━━━━━ Dataset excerpts

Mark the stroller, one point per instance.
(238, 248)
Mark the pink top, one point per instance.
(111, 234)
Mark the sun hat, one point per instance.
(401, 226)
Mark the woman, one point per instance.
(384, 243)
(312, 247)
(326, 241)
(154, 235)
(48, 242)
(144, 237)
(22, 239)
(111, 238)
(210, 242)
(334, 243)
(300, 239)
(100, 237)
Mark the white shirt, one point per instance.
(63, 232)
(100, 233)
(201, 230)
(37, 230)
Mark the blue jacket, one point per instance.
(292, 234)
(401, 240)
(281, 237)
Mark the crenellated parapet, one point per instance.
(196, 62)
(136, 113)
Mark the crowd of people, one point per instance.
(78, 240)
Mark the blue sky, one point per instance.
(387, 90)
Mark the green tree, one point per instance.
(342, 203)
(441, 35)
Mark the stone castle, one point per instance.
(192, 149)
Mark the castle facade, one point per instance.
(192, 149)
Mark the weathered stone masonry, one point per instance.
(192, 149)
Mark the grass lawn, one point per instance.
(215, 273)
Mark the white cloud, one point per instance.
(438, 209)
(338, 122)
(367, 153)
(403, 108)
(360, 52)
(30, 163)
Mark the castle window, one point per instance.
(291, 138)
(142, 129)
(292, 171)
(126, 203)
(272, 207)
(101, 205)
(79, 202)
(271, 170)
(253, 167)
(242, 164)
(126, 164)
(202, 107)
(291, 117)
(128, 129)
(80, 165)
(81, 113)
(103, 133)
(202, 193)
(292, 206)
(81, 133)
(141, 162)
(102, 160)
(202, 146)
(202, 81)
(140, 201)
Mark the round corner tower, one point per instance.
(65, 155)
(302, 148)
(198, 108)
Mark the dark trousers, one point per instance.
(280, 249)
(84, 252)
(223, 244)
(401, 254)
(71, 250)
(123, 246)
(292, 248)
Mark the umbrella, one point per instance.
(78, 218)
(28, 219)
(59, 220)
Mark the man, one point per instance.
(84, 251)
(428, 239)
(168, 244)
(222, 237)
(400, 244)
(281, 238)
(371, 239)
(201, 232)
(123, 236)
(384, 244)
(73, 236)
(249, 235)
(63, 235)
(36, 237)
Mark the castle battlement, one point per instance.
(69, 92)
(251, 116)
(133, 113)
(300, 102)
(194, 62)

━━━━━━━━━━

__Problem__. Return all of the above records exactly, leaving no line out.

__Expected answer__.
Mark the stroller, one point per instance.
(238, 248)
Mark the pink top, one point per instance.
(111, 234)
Mark the sun hat, one point per instance.
(401, 226)
Mark the woman, one point per instance.
(384, 243)
(312, 247)
(326, 241)
(154, 235)
(48, 242)
(144, 237)
(22, 239)
(111, 238)
(210, 242)
(334, 243)
(300, 239)
(100, 237)
Mark the white shirt, one point per instance.
(63, 232)
(100, 233)
(201, 230)
(37, 230)
Mark the blue jacket, one point per instance.
(292, 234)
(401, 240)
(281, 237)
Mark the crenellated parapet, one point per instance.
(196, 62)
(136, 113)
Mark the crowd of people, one point per instance.
(78, 240)
Mark the blue sky, one point per instance.
(387, 90)
Mark the green tree, one point per instance.
(342, 203)
(441, 35)
Mark the stone castle, one point per instance.
(192, 149)
Mark the castle facade, one point per instance.
(192, 149)
Mark the weathered stone masonry, one point per instance.
(192, 149)
Mark the grass lawn, one point per instance.
(215, 273)
Mark the white cloud, one point per instance.
(438, 209)
(338, 122)
(367, 153)
(403, 108)
(360, 52)
(30, 163)
Mark the castle window, one point per instance.
(291, 138)
(142, 129)
(292, 171)
(126, 203)
(272, 207)
(101, 205)
(79, 202)
(271, 170)
(253, 167)
(242, 164)
(126, 164)
(202, 107)
(291, 117)
(128, 129)
(80, 165)
(81, 113)
(103, 133)
(202, 193)
(292, 206)
(81, 133)
(141, 162)
(102, 160)
(202, 146)
(202, 81)
(140, 201)
Mark the round corner tower, one point per instance.
(65, 155)
(302, 148)
(198, 108)
Mark the dark trousers, one point per instance.
(280, 249)
(84, 252)
(223, 244)
(401, 254)
(71, 250)
(123, 246)
(292, 248)
Mark the umbrella, one point per instance.
(78, 218)
(28, 219)
(59, 220)
Mark the man, one point per instance.
(84, 251)
(428, 239)
(168, 244)
(222, 237)
(400, 244)
(281, 238)
(371, 239)
(201, 232)
(123, 236)
(384, 244)
(73, 236)
(249, 235)
(63, 235)
(36, 237)
Mark the castle battlement, one point per instance.
(69, 92)
(251, 116)
(133, 113)
(300, 102)
(194, 62)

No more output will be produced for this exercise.